> [Jouw instructies]:
Verzamel uit de records elke regel waarin het woord "positive" voorkomt.

----- Ruwe gegevens

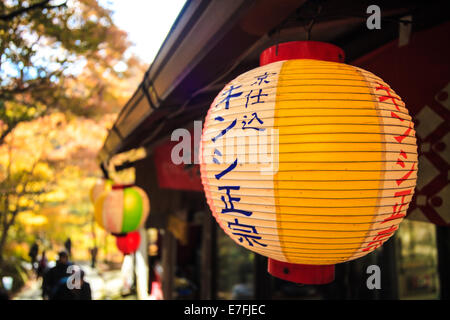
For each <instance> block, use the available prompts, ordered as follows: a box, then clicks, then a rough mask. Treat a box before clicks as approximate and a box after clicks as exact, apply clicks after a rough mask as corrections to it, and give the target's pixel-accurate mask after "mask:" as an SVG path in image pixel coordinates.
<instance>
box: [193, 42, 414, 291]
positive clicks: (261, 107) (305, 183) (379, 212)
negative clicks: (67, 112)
mask: <svg viewBox="0 0 450 320" xmlns="http://www.w3.org/2000/svg"><path fill="white" fill-rule="evenodd" d="M283 45H285V47H283ZM283 45H280V47H279V48H278V49H277V51H278V52H277V53H278V54H279V55H281V56H283V53H284V54H285V55H287V56H288V58H289V57H292V56H293V57H298V56H300V57H303V56H307V57H310V56H311V52H310V51H311V50H312V51H314V50H313V49H317V50H318V52H319V54H317V53H316V55H318V56H319V57H318V58H317V59H320V56H321V54H320V52H322V53H323V52H324V51H327V50H328V51H327V52H325V54H322V56H325V57H328V56H329V55H330V52H331V55H332V54H333V52H334V53H335V54H336V58H335V59H334V60H335V61H339V60H342V59H341V58H342V54H343V52H341V51H340V49H336V48H337V47H334V46H332V45H327V44H323V43H315V42H297V43H288V44H283ZM296 48H297V49H298V50H300V51H298V52H294V54H291V53H290V51H289V50H291V51H292V49H294V51H295V49H296ZM306 49H307V50H306ZM270 50H272V53H271V54H274V53H273V51H274V48H270ZM286 50H287V52H288V53H287V54H286ZM302 50H306V51H307V52H306V53H304V51H303V52H302ZM338 56H339V57H338ZM312 57H313V58H314V54H312ZM273 60H275V61H277V60H280V56H276V59H272V61H273ZM327 60H333V58H330V59H328V58H327ZM269 62H271V61H270V59H269ZM414 134H415V131H414V129H413V122H412V120H411V117H410V116H409V115H408V110H407V109H406V107H405V104H404V102H403V101H402V100H401V98H400V97H399V96H398V95H397V94H396V93H395V92H394V90H393V89H392V88H390V87H389V85H388V84H386V83H385V82H384V81H383V80H382V79H380V78H379V77H377V76H376V75H374V74H372V73H370V72H368V71H365V70H363V69H360V68H357V67H354V66H351V65H347V64H344V63H339V62H332V61H321V60H314V59H292V60H283V61H277V62H273V63H269V64H267V65H264V66H261V67H259V68H256V69H253V70H251V71H248V72H246V73H244V74H242V75H240V76H238V77H237V78H236V79H234V80H233V81H231V82H230V83H228V84H227V85H226V86H225V88H223V90H222V91H221V92H220V93H219V94H218V96H217V97H216V99H215V100H214V102H213V103H212V105H211V107H210V109H209V112H208V115H207V117H206V119H205V125H204V129H203V135H202V139H201V148H200V149H201V164H200V166H201V177H202V183H203V186H204V189H205V193H206V197H207V201H208V204H209V206H210V208H211V211H212V213H213V215H214V217H215V218H216V220H217V222H218V223H219V225H220V226H221V227H222V229H223V230H224V231H225V232H226V233H227V234H228V235H229V236H230V237H231V238H232V239H233V240H235V241H236V242H237V243H238V244H240V245H242V246H244V247H246V248H248V249H250V250H252V251H254V252H256V253H259V254H261V255H264V256H267V257H269V258H270V261H269V263H274V265H273V270H275V271H274V273H275V275H276V276H279V277H282V278H285V279H288V280H291V281H295V279H293V278H292V277H291V276H290V275H285V276H283V275H280V273H282V272H281V271H280V270H279V267H280V266H286V265H289V264H295V265H306V266H308V265H311V266H316V265H322V266H324V267H326V266H332V265H334V264H337V263H341V262H345V261H349V260H353V259H356V258H359V257H362V256H364V255H366V254H368V253H369V252H371V251H373V250H375V249H376V248H378V247H380V246H381V245H382V244H383V243H384V242H385V241H386V240H387V239H388V238H389V237H390V236H392V235H393V234H394V232H395V230H397V228H398V224H399V223H400V222H401V221H402V219H403V217H404V216H405V214H406V210H407V208H408V204H409V202H410V201H411V197H412V195H413V192H414V186H415V183H416V177H417V146H416V139H415V136H414ZM277 263H279V264H277ZM286 263H287V264H286ZM277 268H278V269H277ZM283 270H285V271H286V269H283ZM304 270H305V269H304ZM269 271H270V270H269ZM288 271H289V270H288ZM305 272H307V271H305ZM286 273H288V272H286ZM333 277H334V276H333ZM324 282H328V281H324ZM304 283H305V282H304ZM312 283H314V282H312ZM317 283H320V280H319V282H317Z"/></svg>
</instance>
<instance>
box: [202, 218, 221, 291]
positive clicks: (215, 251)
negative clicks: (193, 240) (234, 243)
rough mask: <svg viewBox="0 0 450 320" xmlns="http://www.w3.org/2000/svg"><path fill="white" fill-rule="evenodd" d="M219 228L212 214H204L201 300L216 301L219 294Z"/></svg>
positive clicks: (202, 240)
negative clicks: (216, 224)
mask: <svg viewBox="0 0 450 320" xmlns="http://www.w3.org/2000/svg"><path fill="white" fill-rule="evenodd" d="M216 228H217V226H216V221H215V220H214V218H213V216H212V214H211V213H210V212H209V211H208V212H204V218H203V232H202V262H201V263H202V266H201V268H202V270H201V273H202V277H201V289H200V298H201V299H204V300H215V299H216V293H217V276H216V275H217V263H216V262H217V254H216V252H217V229H216Z"/></svg>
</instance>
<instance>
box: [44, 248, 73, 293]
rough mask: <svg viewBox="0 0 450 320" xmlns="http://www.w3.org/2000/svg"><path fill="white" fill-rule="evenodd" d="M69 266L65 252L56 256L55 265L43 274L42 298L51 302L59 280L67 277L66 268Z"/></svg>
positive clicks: (69, 265) (66, 255)
mask: <svg viewBox="0 0 450 320" xmlns="http://www.w3.org/2000/svg"><path fill="white" fill-rule="evenodd" d="M69 266H70V263H69V255H68V254H67V252H65V251H61V252H60V253H59V254H58V261H56V265H55V266H54V267H53V268H51V269H50V270H48V271H47V272H46V273H45V274H44V278H43V281H42V298H43V299H46V298H47V299H49V300H53V294H54V293H55V291H56V290H57V286H58V285H59V284H60V281H61V279H63V278H66V277H67V275H68V272H67V268H68V267H69Z"/></svg>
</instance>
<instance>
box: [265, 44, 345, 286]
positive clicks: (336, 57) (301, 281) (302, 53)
mask: <svg viewBox="0 0 450 320" xmlns="http://www.w3.org/2000/svg"><path fill="white" fill-rule="evenodd" d="M344 57H345V54H344V51H343V50H342V49H341V48H339V47H337V46H335V45H332V44H329V43H325V42H318V41H293V42H285V43H280V44H277V45H274V46H272V47H270V48H267V49H266V50H264V51H263V52H262V53H261V55H260V59H259V61H260V65H261V66H263V65H266V64H269V63H272V62H277V61H282V60H290V59H314V60H324V61H332V62H343V61H344ZM268 272H269V273H270V274H271V275H273V276H275V277H277V278H280V279H283V280H287V281H291V282H297V283H303V284H326V283H330V282H332V281H333V280H334V265H317V266H316V265H305V264H293V263H288V262H281V261H277V260H275V259H272V258H269V261H268Z"/></svg>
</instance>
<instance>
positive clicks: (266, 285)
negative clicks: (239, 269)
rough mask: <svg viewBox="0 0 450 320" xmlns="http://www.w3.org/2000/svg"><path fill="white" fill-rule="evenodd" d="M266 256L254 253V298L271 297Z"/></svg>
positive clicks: (263, 298) (259, 299) (270, 289)
mask: <svg viewBox="0 0 450 320" xmlns="http://www.w3.org/2000/svg"><path fill="white" fill-rule="evenodd" d="M267 260H268V259H267V258H266V257H264V256H261V255H259V254H256V253H255V259H254V265H255V273H254V279H253V288H254V290H255V292H254V298H255V299H256V300H267V299H271V298H272V286H271V284H272V276H271V275H270V274H269V273H268V272H267Z"/></svg>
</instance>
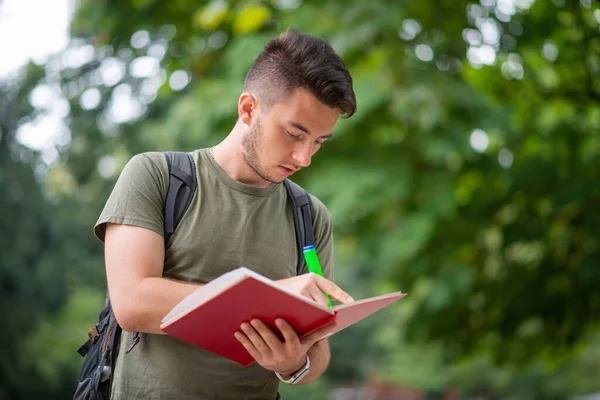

----------

> [Voltooide oefening]:
positive clicks: (261, 107) (305, 183) (379, 212)
positive clicks: (215, 251)
positive clicks: (202, 240)
positive clicks: (69, 265) (66, 255)
positive clicks: (336, 57) (301, 281) (302, 53)
positive clicks: (266, 285)
positive clicks: (263, 298) (259, 299) (270, 289)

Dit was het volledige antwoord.